The records that follow must be repeated exactly as they stand.

_____

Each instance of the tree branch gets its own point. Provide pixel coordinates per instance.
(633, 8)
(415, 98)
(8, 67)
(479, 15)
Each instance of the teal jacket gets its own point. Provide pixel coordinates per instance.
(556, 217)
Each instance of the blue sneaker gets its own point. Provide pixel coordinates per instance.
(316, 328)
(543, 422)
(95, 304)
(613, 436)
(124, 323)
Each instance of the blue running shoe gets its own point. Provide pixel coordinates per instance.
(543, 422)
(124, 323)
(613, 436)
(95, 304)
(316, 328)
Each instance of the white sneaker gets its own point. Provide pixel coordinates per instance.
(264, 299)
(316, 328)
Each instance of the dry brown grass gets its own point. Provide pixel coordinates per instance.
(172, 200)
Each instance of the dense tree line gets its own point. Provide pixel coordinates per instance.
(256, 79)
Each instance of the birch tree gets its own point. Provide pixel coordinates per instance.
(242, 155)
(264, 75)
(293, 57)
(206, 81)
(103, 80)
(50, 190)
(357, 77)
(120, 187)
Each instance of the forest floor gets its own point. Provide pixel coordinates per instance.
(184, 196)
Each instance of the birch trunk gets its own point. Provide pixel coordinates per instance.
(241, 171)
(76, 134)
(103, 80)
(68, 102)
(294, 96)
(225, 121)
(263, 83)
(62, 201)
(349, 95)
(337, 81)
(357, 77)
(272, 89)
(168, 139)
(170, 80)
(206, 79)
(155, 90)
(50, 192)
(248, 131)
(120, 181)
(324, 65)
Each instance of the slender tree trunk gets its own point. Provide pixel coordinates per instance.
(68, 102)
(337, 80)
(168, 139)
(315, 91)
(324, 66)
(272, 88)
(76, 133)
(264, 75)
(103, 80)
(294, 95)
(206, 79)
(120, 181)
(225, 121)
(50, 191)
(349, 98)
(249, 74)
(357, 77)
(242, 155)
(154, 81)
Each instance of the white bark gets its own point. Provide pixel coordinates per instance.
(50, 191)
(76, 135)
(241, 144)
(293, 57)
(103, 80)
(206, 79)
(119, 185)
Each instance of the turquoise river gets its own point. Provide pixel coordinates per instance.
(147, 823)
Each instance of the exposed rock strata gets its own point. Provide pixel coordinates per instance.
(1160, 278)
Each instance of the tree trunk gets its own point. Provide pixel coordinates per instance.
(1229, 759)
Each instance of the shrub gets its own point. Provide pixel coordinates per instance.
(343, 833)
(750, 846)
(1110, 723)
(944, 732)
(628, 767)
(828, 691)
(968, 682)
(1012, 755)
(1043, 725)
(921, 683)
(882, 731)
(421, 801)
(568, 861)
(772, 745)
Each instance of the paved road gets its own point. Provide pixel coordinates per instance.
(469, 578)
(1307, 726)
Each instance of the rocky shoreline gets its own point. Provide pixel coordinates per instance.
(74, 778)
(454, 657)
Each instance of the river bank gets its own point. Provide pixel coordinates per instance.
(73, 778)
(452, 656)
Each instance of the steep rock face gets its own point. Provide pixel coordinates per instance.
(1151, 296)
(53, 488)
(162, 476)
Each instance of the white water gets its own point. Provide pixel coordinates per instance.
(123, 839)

_____

▸ **Task response**
Each instance of the tree branch gets its own point. Provide pixel coordinates per instance.
(633, 8)
(415, 98)
(8, 67)
(479, 15)
Each instance of the teal jacket gets its own point. Provide pixel coordinates per instance.
(556, 217)
Each instance of the blue sneaker gets its own point. Provide pixel coordinates per instance.
(316, 328)
(543, 422)
(95, 304)
(613, 436)
(124, 323)
Each instance of the blue running shoe gets its own point. Provide pixel coordinates per instance.
(543, 422)
(124, 323)
(613, 436)
(95, 304)
(316, 328)
Each instance of the white sneaker gets its own point. Provide pixel coordinates per instance.
(264, 299)
(316, 328)
Each instance of the dry brown grass gets its own point. Provide pixel coordinates per instance.
(172, 200)
Each instance of the dense tree line gets its own point. Provide pixel coordinates per instance.
(256, 79)
Each instance of the birch tree gets its own point. Provide pixel coordinates per instance.
(242, 155)
(264, 75)
(293, 57)
(206, 81)
(103, 80)
(50, 190)
(357, 77)
(120, 187)
Each instance of the forest floor gets its own point. Provide pixel coordinates per instance.
(184, 196)
Each instance of the birch trunk gets its own point. Provide pixel coordinates per instance.
(241, 171)
(76, 134)
(103, 80)
(68, 102)
(294, 96)
(225, 121)
(263, 83)
(62, 201)
(349, 95)
(337, 81)
(357, 77)
(272, 89)
(168, 139)
(170, 80)
(206, 79)
(155, 90)
(50, 192)
(248, 131)
(120, 181)
(324, 65)
Each instance of the slender tree trunk gets its own point. Provide pixel coordinates per instance.
(68, 102)
(337, 80)
(168, 139)
(315, 91)
(324, 66)
(272, 88)
(76, 133)
(264, 75)
(103, 80)
(294, 95)
(206, 79)
(120, 181)
(225, 121)
(50, 191)
(349, 98)
(249, 74)
(357, 77)
(242, 155)
(154, 81)
Each instance of the white bark gets its own point. Provide pixel coordinates per instance.
(50, 191)
(76, 135)
(241, 144)
(293, 57)
(103, 80)
(206, 79)
(119, 185)
Each instance of the turquoise river gets its own point. Provide pixel coordinates per instance.
(147, 823)
Each instance of the exposed rock strata gets its own point. Provide pixel coordinates per instance.
(1160, 278)
Each instance of the tree trunk gets its own point. Provide pixel coordinates per instance.
(1229, 759)
Each instance of the shrub gets its own point. Provide pixel coordinates per instance.
(343, 833)
(750, 846)
(1110, 723)
(944, 732)
(628, 767)
(828, 691)
(968, 682)
(1012, 755)
(1043, 725)
(921, 683)
(882, 731)
(421, 801)
(568, 861)
(772, 745)
Each instance of the paved road gets its own point. Provide pixel coordinates per instance.
(469, 578)
(1307, 726)
Each instance of the rocky shoreline gets its own point. Provide pixel coordinates per instance.
(74, 778)
(454, 657)
Each instance of the river bank gets its own point. Provide pixel coordinates per instance.
(73, 778)
(452, 656)
Each instance of the steep rock face gets its own point. Provide pixel coordinates per instance.
(1151, 296)
(53, 488)
(162, 476)
Each instance of the white water gets its own point. Provide pixel coordinates per instance.
(123, 839)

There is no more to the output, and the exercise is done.